### OBJETIVO DEL EJERCICIO
Pasa al inglés esta oración del texto sobre la niña muerta en Holanda: «Eso es lo que nos dicen, eso es lo que escuchamos, eso es lo que leemos.»

En Holanda, una niña sangró durante
cinco días antes de yacer muerta, un padre sangrará el resto de su vida por no
poder pararlo y un hermano pequeño sangrará el resto de sus noches por tener
que recordarlo.
Y algunos, sólo algunos, en este mundo
nuestro occidental atlántico, más allá de la crisis, más allá de los bonos, más
allá de las bancas malvadas y los gobiernos zafios, se preguntan por qué.
La respuesta ficticia, la que ofrecen los
hechos, nos cuenta que otro niño, uno de sólo catorce años, se plantó frente a
ella, aún sin conocerla, y la clavó un cuchillo hasta hacerla morir.
Eso es lo que nos dicen, eso es lo que
escuchamos, eso es lo que leemos. Eso es lo que es verdad.
Pero esa tumba de alguien de quince
años en las tierras de Flandes nos habla de otra cosa, nos muestra otra
respuesta.

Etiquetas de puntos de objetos

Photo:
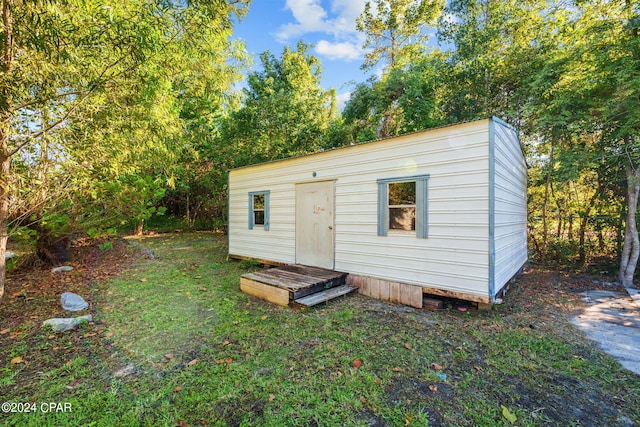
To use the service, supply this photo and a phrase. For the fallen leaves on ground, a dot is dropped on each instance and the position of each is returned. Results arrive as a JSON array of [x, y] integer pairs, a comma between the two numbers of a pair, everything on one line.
[[17, 360]]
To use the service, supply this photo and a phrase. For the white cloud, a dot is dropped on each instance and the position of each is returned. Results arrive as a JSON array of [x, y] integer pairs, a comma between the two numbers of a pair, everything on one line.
[[342, 99], [337, 21], [309, 17], [340, 50]]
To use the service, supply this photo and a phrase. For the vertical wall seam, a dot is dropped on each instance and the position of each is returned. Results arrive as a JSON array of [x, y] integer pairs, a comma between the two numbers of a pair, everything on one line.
[[492, 207]]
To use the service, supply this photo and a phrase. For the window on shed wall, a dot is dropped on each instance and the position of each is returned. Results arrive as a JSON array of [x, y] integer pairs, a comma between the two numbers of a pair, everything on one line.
[[402, 205], [259, 209]]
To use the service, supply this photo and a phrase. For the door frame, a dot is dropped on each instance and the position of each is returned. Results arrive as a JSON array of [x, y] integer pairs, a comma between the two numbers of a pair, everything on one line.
[[332, 199]]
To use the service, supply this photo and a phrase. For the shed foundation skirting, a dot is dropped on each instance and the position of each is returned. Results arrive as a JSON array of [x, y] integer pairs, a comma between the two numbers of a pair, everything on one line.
[[404, 293]]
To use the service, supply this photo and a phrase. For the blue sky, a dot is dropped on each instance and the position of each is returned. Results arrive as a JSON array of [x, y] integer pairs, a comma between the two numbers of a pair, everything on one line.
[[329, 25]]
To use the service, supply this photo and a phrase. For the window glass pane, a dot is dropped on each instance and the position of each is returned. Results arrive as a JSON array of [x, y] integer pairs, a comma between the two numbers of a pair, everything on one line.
[[258, 201], [258, 217], [402, 193], [402, 218]]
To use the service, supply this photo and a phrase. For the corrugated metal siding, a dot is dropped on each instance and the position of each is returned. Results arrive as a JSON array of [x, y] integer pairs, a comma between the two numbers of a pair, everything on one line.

### RESULTADO DEL EJERCICIO
That is what they tell us, that is what we hear, that is what we read.